20.Bölüm - Bilgi toplumu

 20.Bilgi Toplumu
Günümüzde gelişmiş sanayi toplumlarının daha ileri aşaması bilgi toplumu olarak adlandırılmaktadır (177). Bilimde ve teknolojide ileriye gitmiş ülkeler sanayi toplumunu aşacak ve bir sonraki aşamaya geçeceklerdir. Başka kaynaklar olayı aynı zamanda küreselleşme ile de açıklamaktadır. Onlara göre küreselleşme bilgi toplumunun olmazsa olmazları arasındadır (178). İngilizcenin dünya dili haline gelmesi bunun en önemli kanıtıdır. Dahası fiber optik, uydu teknolojisi gibi gelişmelerin dünya çapında iletişimi artırması, üretimlerin küresel olarak koordine edilmesi, devletler arasında sürekli gelişen ticaret, finans pazarlarının yaygınlaşması da küreselleşmenin önemli göstergeleridir.

┄┄┄┄┄┄┄┄┄┄┄┄┄┄┄┄┄┄┄┄

> **Görev Yönergeleri**
(a) Bilgi toplumu metnine göre şu soruları yanıtlayın:
(i) Gelişmiş sanayi toplumlarının daha ileri aşamasına ne ad veriliyor?
(ii) Sanayi toplumunu aşıp bir sonraki aşamaya hangi ülkeler geçecek?
(iii) Dünya çapında iletişimi artıran gelişmelere örnek olarak hangi ikisi veriliyor?
(b) Bilgi toplumu metninde "20.Bölüm - Bilgi" sözlerinin geçtiği yerle başlayıp "küreselleşmenin önemli göstergeleridir." sözleriyle biten bölümü hiç değiştirmeden yazın.
Verilere hiç gerek yok.

> **Verilen Veriler**
┄┄┄┄┄┄┄┄┄┄┄┄┄┄┄┄┄┄┄┄

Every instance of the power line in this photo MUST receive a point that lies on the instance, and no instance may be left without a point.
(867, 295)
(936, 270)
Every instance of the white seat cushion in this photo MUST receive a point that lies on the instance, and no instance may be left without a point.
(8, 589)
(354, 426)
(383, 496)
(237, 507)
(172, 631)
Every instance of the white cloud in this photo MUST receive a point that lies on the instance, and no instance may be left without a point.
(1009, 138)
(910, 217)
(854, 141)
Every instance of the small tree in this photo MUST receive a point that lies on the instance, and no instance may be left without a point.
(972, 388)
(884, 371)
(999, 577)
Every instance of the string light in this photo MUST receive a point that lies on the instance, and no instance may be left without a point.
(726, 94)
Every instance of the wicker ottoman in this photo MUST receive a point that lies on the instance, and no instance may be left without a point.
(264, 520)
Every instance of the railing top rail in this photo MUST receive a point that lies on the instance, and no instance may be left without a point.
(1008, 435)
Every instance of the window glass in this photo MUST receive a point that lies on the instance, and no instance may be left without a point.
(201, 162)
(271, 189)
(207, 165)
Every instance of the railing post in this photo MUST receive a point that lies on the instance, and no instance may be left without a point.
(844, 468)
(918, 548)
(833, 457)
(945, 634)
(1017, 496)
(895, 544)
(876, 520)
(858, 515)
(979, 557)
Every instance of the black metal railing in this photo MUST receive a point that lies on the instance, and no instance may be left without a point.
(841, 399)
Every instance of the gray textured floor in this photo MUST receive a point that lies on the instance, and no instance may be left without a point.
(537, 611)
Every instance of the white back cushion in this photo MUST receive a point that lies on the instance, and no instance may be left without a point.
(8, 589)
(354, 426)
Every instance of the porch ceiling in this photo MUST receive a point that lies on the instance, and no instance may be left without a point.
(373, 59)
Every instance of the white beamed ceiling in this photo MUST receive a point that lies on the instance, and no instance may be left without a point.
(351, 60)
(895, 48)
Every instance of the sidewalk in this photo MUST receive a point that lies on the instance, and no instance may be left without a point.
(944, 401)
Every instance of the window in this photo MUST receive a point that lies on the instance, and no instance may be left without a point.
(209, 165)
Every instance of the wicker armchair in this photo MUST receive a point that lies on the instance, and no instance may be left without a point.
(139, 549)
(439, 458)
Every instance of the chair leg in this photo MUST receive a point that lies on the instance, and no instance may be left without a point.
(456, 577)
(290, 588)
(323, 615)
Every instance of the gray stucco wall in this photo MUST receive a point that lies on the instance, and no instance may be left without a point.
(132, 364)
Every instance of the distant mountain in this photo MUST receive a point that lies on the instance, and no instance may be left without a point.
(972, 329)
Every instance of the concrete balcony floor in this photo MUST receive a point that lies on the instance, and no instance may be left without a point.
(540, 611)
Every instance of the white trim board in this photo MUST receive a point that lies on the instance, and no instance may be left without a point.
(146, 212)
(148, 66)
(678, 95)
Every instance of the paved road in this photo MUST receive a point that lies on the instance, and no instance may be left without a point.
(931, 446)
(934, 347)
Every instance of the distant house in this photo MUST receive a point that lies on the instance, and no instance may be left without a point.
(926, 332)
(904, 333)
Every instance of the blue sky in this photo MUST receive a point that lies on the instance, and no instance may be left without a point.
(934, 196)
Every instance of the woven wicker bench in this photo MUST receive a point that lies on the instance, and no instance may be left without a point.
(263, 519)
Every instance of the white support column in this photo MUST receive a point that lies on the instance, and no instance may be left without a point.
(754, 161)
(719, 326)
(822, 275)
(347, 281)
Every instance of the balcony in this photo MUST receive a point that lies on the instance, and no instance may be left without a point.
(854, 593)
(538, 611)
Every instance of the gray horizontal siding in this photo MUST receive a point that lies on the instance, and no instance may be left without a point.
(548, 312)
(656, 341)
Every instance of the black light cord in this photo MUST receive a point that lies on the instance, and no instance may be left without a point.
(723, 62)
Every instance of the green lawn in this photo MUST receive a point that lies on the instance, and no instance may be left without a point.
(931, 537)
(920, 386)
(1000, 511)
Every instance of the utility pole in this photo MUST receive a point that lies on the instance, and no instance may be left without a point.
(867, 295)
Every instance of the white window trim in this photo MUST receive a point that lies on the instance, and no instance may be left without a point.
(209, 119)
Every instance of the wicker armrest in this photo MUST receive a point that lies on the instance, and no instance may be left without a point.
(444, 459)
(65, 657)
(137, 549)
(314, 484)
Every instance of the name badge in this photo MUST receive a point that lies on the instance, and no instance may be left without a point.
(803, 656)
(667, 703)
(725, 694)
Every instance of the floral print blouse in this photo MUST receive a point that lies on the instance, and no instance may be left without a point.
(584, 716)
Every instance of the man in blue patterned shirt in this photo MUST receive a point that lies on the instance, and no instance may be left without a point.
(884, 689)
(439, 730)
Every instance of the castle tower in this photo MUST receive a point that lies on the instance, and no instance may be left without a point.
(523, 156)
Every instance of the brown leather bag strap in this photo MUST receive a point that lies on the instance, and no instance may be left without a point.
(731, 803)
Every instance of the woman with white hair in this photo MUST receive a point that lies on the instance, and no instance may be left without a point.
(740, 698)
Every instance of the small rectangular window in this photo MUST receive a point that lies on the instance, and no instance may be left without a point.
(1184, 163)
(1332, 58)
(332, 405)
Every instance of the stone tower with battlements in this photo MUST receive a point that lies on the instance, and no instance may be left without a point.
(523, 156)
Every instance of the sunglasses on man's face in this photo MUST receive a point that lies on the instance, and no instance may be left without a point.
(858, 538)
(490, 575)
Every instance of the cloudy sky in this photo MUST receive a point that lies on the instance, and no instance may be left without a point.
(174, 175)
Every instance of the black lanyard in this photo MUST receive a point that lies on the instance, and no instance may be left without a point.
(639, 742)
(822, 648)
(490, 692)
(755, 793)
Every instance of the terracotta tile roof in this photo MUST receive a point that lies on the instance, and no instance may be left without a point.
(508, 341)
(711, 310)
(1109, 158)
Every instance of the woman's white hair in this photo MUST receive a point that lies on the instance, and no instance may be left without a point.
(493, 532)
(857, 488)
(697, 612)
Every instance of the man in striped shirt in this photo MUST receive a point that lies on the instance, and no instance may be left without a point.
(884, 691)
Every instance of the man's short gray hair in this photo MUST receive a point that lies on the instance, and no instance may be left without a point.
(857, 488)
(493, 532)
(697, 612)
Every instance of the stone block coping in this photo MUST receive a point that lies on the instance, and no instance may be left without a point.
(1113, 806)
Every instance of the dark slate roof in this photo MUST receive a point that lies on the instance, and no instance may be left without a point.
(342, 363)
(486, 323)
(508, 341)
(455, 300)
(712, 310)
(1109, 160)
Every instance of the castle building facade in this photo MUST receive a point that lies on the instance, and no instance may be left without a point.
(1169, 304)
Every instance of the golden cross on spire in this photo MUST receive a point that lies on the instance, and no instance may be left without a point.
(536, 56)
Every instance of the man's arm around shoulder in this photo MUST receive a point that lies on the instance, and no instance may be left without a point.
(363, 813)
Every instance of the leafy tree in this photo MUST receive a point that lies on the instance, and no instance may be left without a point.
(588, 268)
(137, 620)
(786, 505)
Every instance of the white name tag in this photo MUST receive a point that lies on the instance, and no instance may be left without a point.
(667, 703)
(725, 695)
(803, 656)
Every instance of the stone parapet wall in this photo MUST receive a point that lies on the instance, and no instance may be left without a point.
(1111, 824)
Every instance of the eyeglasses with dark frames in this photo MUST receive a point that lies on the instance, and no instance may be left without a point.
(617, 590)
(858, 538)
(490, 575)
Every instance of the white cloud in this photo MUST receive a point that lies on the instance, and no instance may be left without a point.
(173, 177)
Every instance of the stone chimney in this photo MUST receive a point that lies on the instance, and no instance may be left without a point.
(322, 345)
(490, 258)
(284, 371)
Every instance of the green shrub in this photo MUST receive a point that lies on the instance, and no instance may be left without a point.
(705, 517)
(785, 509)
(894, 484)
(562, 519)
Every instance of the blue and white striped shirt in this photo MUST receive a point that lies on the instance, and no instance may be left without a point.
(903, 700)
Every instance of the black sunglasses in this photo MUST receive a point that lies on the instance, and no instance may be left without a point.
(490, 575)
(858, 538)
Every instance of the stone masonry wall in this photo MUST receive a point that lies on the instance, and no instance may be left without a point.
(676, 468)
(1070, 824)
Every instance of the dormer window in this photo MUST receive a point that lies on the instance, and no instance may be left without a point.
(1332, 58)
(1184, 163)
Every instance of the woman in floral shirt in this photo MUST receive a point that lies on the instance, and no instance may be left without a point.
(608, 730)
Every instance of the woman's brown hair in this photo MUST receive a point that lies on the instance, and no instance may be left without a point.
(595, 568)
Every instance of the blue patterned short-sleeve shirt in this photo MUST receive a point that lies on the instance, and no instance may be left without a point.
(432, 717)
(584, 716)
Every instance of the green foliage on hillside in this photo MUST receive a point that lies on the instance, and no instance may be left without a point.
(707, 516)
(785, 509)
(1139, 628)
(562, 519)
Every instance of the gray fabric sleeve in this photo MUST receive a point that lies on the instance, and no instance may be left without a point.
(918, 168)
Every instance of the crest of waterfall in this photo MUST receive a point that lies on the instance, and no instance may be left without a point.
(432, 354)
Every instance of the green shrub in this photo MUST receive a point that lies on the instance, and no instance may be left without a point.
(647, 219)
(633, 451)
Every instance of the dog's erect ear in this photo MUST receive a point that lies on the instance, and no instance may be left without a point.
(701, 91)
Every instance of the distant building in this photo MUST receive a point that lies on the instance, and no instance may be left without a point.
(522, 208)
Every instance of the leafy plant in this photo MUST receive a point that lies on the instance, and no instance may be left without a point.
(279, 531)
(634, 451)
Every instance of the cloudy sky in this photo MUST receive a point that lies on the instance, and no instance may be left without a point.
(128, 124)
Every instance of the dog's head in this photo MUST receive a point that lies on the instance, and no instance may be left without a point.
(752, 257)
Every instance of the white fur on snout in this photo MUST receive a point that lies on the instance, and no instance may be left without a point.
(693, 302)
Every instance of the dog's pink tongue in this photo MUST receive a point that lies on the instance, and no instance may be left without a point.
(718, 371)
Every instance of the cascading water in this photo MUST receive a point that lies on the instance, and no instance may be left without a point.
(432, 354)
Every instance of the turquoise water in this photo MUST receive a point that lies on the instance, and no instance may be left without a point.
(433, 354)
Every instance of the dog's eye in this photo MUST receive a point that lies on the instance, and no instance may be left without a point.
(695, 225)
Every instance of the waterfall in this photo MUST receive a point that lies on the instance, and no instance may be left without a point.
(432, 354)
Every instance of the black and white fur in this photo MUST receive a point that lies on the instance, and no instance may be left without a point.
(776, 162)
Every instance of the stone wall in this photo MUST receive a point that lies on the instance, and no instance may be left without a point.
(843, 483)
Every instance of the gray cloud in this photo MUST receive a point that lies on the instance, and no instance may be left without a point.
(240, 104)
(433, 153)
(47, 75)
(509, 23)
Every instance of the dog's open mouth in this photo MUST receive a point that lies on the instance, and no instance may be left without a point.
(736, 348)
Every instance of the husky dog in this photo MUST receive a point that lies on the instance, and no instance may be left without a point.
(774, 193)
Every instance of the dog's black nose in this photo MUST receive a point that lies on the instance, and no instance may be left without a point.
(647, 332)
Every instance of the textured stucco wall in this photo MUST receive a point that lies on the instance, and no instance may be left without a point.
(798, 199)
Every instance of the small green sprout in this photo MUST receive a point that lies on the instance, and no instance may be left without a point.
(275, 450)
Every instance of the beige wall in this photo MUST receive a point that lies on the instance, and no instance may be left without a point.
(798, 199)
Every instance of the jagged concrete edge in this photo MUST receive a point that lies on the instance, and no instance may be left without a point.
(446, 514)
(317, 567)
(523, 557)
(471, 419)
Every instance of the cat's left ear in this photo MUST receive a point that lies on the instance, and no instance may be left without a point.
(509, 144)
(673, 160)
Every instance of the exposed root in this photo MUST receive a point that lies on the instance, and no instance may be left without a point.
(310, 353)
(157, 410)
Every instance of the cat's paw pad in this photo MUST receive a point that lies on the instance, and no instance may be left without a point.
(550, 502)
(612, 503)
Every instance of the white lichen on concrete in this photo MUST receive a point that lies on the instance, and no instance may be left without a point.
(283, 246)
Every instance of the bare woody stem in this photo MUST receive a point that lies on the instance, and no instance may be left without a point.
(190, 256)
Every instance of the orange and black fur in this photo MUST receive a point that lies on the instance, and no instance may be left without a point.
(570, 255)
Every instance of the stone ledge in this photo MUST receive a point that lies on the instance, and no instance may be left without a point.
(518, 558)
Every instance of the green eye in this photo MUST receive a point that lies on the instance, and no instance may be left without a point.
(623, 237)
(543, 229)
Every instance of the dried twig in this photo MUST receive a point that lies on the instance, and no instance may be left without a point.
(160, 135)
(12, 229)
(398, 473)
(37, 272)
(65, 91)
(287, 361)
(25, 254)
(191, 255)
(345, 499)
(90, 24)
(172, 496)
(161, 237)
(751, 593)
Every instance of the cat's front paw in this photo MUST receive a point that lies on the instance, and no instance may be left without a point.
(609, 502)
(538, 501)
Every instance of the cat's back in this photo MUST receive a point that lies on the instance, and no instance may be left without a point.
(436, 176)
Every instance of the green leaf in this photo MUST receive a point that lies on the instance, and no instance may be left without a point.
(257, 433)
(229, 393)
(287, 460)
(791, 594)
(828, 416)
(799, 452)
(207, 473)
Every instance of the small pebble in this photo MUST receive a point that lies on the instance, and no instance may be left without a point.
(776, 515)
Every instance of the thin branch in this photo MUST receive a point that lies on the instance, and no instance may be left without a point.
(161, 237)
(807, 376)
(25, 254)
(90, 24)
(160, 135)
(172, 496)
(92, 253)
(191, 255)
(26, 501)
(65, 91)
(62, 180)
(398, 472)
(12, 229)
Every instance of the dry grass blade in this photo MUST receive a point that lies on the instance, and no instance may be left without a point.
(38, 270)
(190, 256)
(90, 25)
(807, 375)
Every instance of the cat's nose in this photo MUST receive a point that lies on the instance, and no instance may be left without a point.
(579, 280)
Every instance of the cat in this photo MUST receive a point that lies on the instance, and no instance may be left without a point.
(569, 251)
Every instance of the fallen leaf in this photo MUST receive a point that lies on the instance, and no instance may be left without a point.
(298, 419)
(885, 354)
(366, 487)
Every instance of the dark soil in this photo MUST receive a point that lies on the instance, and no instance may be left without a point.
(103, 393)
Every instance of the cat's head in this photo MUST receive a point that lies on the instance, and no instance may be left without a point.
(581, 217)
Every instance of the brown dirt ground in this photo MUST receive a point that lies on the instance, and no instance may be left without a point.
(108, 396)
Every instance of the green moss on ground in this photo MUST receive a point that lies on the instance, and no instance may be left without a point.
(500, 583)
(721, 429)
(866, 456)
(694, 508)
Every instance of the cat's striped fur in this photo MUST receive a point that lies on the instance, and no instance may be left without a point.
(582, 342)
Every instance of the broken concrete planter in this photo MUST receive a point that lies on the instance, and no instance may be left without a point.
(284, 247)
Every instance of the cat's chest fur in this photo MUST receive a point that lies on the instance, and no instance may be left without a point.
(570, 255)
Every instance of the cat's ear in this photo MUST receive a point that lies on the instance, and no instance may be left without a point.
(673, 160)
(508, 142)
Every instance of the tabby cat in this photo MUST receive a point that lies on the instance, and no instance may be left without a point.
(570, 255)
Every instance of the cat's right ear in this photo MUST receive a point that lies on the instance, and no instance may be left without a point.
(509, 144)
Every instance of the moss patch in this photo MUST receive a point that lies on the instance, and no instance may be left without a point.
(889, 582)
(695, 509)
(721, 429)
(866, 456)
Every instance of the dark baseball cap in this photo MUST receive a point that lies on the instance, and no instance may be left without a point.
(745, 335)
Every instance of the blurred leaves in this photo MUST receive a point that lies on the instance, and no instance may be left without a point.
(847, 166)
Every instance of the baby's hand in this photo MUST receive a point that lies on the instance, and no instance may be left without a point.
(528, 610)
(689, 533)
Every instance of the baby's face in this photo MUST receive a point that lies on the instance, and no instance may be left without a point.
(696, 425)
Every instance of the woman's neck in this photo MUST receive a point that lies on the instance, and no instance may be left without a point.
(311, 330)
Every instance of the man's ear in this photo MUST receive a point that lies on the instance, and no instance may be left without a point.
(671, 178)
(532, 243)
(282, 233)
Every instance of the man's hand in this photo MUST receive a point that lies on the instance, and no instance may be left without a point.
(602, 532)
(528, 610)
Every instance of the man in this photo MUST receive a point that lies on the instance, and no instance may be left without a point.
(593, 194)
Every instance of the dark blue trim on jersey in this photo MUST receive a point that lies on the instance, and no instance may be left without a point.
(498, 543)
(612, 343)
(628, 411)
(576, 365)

┄┄┄┄┄┄┄┄┄┄┄┄┄┄┄┄┄┄┄┄

> **Görevlere Göre Yanıtlar**
(a)
(i) Bilgi toplumu.
(ii) Bilimde ve teknolojide ileriye gitmiş ülkeler.
(iii) Fiber optik ve uydu teknolojisi.

(b)
20.Bölüm - Bilgi toplumu

 20.Bilgi Toplumu
Günümüzde gelişmiş sanayi toplumlarının daha ileri aşaması bilgi toplumu olarak adlandırılmaktadır (177). Bilimde ve teknolojide ileriye gitmiş ülkeler sanayi toplumunu aşacak ve bir sonraki aşamaya geçeceklerdir. Başka kaynaklar olayı aynı zamanda küreselleşme ile de açıklamaktadır. Onlara göre küreselleşme bilgi toplumunun olmazsa olmazları arasındadır (178). İngilizcenin dünya dili haline gelmesi bunun en önemli kanıtıdır. Dahası fiber optik, uydu teknolojisi gibi gelişmelerin dünya çapında iletişimi artırması, üretimlerin küresel olarak koordine edilmesi, devletler arasında sürekli gelişen ticaret, finans pazarlarının yaygınlaşması da küreselleşmenin önemli göstergeleridir.